[START OF Supplied passage]

Scenes from occupied Baltimore

A police unit blocks the intersection of Guilford Avenue and Fayette Street near City Hall in Baltimore, May 1, 2015. (Photo by Sait Serkan Gurbuz/Reuters)
A police unit blocks the intersection of Guilford Avenue and Fayette Street near City Hall in Baltimore, May 1, 2015.

The columns of police in riot gear -- bulging rubber chest and leg armor and full helmets with see-through facemasks -- moved forward, gripping plastic shields and night sticks as they chanted in unison: “Move! Move! Move! Move!” Behind them, three armored personnel carriers followed.

A helmeted man protruded from the turret of the middle vehicle as all three crept forward, inches at a time. One long block further down West North Avenue, another row of city police in full riot gear stood waiting. The police commissioner, Anthony Batts, in full regalia, inspected the line as the blue-red-blue-red whirl of police lights interrupted the low white glow of street lamps. Military Humvees festooned the street and police and news choppers buzzed overhead.

It looked like a military exercise. Or perhaps a military occupation.

Police in riot gear return to a staging area after lining up to enforce a curfew imposed in the aftermath of rioting following Monday's funeral for Freddie Gray, who died in police custody, May 1, 2015, in Baltimore.

When the police column advanced, it met a line of about a dozen civilians, consisting of more than twice as many media photographers as protesters. The image of riot police versus the Fourth Estate could easily have passed as farce. Most of the few remaining protesters had stayed behind after curfew to do media interviews. They were scattered across the star-shaped intersection talking into television cameras and posing for photographs. The small number of die-hard stragglers, defying the 10 p.m. emergency curfew, moved onto the sidewalk near the Enoch Pratt Free Library, a sleek, modern building that local residents said mostly houses transients during the day in ordinary times, when drug dealing, not protests, is what happens on the corner.

[END OF Supplied passage]
[START OF Records provided]

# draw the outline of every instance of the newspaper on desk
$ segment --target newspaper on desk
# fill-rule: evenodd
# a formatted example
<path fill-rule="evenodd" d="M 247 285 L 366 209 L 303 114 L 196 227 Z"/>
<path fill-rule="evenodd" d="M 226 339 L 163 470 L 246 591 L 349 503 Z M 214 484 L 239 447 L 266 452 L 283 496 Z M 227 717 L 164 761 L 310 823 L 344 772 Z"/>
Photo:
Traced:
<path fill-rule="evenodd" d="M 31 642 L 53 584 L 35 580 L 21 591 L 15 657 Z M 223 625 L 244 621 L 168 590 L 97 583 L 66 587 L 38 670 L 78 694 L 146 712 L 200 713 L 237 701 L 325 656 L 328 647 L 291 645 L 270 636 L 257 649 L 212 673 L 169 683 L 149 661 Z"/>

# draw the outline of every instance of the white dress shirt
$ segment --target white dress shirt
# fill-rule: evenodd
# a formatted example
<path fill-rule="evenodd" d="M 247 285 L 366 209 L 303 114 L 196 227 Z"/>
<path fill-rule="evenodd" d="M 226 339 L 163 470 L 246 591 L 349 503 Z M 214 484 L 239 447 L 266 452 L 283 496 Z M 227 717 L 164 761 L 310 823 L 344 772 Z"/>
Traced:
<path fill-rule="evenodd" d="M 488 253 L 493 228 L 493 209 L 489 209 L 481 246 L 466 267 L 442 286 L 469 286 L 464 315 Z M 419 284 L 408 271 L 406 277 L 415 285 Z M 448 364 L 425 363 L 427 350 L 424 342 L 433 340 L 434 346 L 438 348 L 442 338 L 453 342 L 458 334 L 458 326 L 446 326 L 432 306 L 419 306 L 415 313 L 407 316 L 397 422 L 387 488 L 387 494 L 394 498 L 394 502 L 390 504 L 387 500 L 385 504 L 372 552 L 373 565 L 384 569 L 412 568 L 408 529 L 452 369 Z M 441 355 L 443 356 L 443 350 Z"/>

[END OF Records provided]

▶ Exercises to complete:
a) Answer these questions from the passage on occupied Baltimore.
(i) Who inspected the line of city police waiting down West North Avenue?
(ii) How many armored personnel carriers followed the columns of police in riot gear?
(iii) At what hour did the emergency curfew take effect?
b) Render the stretch of the entries from the line containing "# draw the outline of every instance of the white" through the end of the entries as a numbered list, leaving out any blank lines.

▶ In response:
a)
(i) The police commissioner, Anthony Batts.
(ii) Three.
(iii) 10 p.m.

b)
1. # draw the outline of every instance of the white dress shirt
2. $ segment --target white dress shirt
3. # fill-rule: evenodd
4. # a formatted example
5. <path fill-rule="evenodd" d="M 247 285 L 366 209 L 303 114 L 196 227 Z"/>
6. <path fill-rule="evenodd" d="M 226 339 L 163 470 L 246 591 L 349 503 Z M 214 484 L 239 447 L 266 452 L 283 496 Z M 227 717 L 164 761 L 310 823 L 344 772 Z"/>
7. Traced:
8. <path fill-rule="evenodd" d="M 488 253 L 493 228 L 493 209 L 489 209 L 481 246 L 466 267 L 442 286 L 469 286 L 464 315 Z M 419 284 L 408 271 L 406 277 L 415 285 Z M 448 364 L 425 363 L 427 350 L 424 342 L 433 340 L 434 346 L 438 348 L 442 338 L 453 342 L 458 334 L 458 326 L 446 326 L 432 306 L 419 306 L 415 313 L 407 316 L 397 422 L 387 488 L 387 494 L 394 498 L 394 502 L 390 504 L 387 500 L 385 504 L 372 552 L 373 565 L 384 569 L 412 568 L 408 529 L 452 369 Z M 441 355 L 443 356 L 443 350 Z"/>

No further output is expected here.